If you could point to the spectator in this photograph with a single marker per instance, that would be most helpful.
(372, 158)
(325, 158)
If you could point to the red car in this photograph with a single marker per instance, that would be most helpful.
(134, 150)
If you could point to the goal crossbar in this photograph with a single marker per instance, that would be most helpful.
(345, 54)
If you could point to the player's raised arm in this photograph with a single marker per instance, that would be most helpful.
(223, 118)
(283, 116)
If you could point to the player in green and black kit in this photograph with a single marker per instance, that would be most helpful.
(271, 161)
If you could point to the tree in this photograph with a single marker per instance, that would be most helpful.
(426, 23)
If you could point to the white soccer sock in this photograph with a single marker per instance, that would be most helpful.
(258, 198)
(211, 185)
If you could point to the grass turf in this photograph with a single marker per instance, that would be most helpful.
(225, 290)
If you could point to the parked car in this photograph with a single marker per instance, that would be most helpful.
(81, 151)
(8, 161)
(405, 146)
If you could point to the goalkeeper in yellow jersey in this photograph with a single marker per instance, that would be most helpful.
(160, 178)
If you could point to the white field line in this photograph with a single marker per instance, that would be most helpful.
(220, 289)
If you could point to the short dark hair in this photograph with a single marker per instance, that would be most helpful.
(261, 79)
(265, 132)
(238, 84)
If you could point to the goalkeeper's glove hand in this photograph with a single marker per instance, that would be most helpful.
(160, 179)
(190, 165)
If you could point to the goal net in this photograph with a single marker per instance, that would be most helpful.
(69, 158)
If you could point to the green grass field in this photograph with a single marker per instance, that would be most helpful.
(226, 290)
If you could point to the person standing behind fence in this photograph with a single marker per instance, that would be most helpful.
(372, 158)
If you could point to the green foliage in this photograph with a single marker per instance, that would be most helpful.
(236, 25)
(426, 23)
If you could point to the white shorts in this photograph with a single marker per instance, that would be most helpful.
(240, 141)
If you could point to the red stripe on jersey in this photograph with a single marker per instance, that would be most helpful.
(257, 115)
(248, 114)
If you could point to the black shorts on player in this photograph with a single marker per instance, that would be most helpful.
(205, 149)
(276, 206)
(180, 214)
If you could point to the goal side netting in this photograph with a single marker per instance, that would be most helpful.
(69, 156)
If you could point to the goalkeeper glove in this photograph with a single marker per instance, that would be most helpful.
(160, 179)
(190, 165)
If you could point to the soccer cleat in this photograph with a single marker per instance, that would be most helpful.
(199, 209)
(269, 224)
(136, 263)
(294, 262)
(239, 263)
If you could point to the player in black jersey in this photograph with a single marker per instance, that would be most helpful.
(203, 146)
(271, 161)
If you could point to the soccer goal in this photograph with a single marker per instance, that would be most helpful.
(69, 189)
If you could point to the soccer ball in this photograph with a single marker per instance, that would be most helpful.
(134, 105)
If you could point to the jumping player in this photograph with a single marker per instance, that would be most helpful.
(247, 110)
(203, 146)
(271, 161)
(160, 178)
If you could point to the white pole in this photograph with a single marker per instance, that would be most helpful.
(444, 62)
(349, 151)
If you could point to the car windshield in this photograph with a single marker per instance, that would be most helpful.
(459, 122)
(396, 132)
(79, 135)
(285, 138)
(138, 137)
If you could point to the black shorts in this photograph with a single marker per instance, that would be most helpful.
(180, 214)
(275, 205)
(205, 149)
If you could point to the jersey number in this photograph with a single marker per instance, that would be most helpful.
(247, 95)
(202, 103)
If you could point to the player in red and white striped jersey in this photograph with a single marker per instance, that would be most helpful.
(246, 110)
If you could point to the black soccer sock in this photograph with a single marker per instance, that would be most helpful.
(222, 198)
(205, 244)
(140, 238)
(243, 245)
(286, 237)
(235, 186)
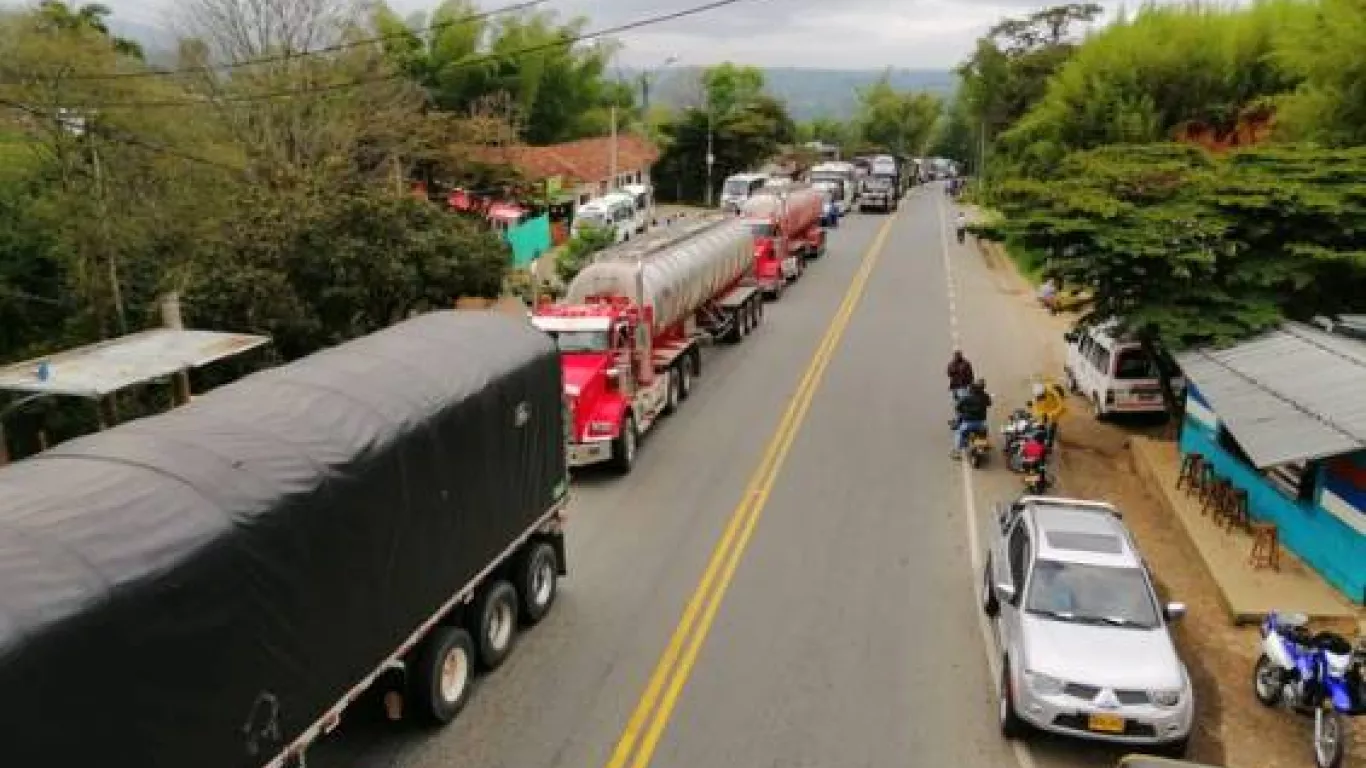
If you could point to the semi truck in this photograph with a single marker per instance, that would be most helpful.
(631, 324)
(216, 585)
(787, 234)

> **Stated goal**:
Write out all the entries exactly, except for the pictures.

> **Completed exercise**:
If you could point to the spectator in this photograph with a single marker per instance, that would be most helpful.
(372, 158)
(325, 158)
If you could point to the red car in this photograph with a single marker per instance, that would be most helpful.
(134, 150)
If you could point to the goal crossbar in this photograph with a single marker per instance, that would be most helpful.
(345, 54)
If you could point to the player's raised arm in this photograph with a single marker per instance, that would be most helpful.
(223, 118)
(283, 116)
If you could point to the player in green and black kit in this photograph with a single marker per instance, that would be most helpful.
(271, 161)
If you could point to the tree in this photograph with a single marker per instance, that would be most helpful.
(426, 23)
If you could point to the white soccer sock in this photograph with a single marker per instance, that would be most helpful.
(258, 198)
(211, 185)
If you could point to the grass turf in this photograph with a single marker per instance, that would be most helpful.
(225, 290)
If you could point to the parked car in this photograph with a single marker per instance, that would be most helpful.
(81, 151)
(8, 161)
(405, 146)
If you could point to the goalkeeper in yellow jersey in this photograph with a single marker per instance, that would be most helpful.
(160, 178)
If you could point to the white field line in this photograph with a single marker per instance, that would be most helpful.
(220, 289)
If you could point to the short dark hair in this photograph with a single marker per instance, that would be most helpful.
(261, 79)
(265, 132)
(238, 84)
If you could point to the goalkeeper's glove hand in this photograph with a single marker per instance, that would be most helpful.
(160, 179)
(190, 165)
If you could point to the goal net in this photograph with a single marker per instance, that would be most helpful.
(69, 158)
If you could point to the green grass field in this photograph with a single marker per instance, that would be most helpful.
(226, 290)
If you could point to the person standing behind fence in this photograph with a single marker per instance, that would be most helpful.
(372, 158)
If you could point to the green foliage in this photograph with a single marker per instance, that would be most helpful.
(236, 25)
(426, 23)
If you could point to the white shorts in this photograph with a single marker per instance, that would be most helpful.
(240, 141)
If you could point to the red stripe on jersey in this photograph with a single marker per instance, that would be most helpful.
(257, 115)
(248, 114)
If you could point to the black shorts on player in this photograph with a single marker per instance, that would be most helpful.
(205, 149)
(276, 206)
(180, 214)
If you could point to the goal side netting in this photograph with a single marker per instance, that would be most helpful.
(69, 156)
If you could point to the goalkeeper glove in this photograph with a single marker per instance, that would be most helpful.
(160, 179)
(190, 165)
If you could point to the soccer cleat in this photograph with a single marker per instance, that would be most helpful.
(199, 209)
(269, 224)
(136, 263)
(294, 262)
(239, 263)
If you could point to the player in black jersey in this photograph with a single marker per instance, that would be most helpful.
(203, 146)
(271, 161)
If you could point to the soccer goal in this photograph with a single marker per instance, that would be most helpful.
(69, 189)
If you could point to the soccer ball in this photograph with a single marker per instance, that would be most helpful.
(134, 105)
If you could point to the jumping player in this photograph with a single marker per instance, that would be most helpful.
(247, 110)
(203, 146)
(271, 161)
(160, 178)
If you could point to the white pole in this photograph with a single marker per instance, that would be most helpful.
(444, 62)
(349, 151)
If you could point to the car windshield in this photograph with a single marker per instance, that would be most helpful.
(459, 122)
(396, 132)
(79, 135)
(285, 138)
(138, 137)
If you could point to the black shorts in this photograph with a single marker per instance, that would be most helpful.
(180, 214)
(275, 205)
(205, 149)
If you could point to the jersey number in this photograph with a single marker per instance, that would be most helpful.
(247, 95)
(202, 103)
If you could point to the player in red and white striped jersey in this photograph with a single marker per instance, that would be most helpful.
(246, 110)
If you could point to the black soccer sock in this photograph with a single marker per instance, that would be most helpful.
(222, 198)
(205, 244)
(140, 238)
(243, 245)
(286, 237)
(235, 186)
If you could point to the semi truck in this photograph with a single marker per instance, that would be most helpful.
(631, 324)
(216, 585)
(787, 234)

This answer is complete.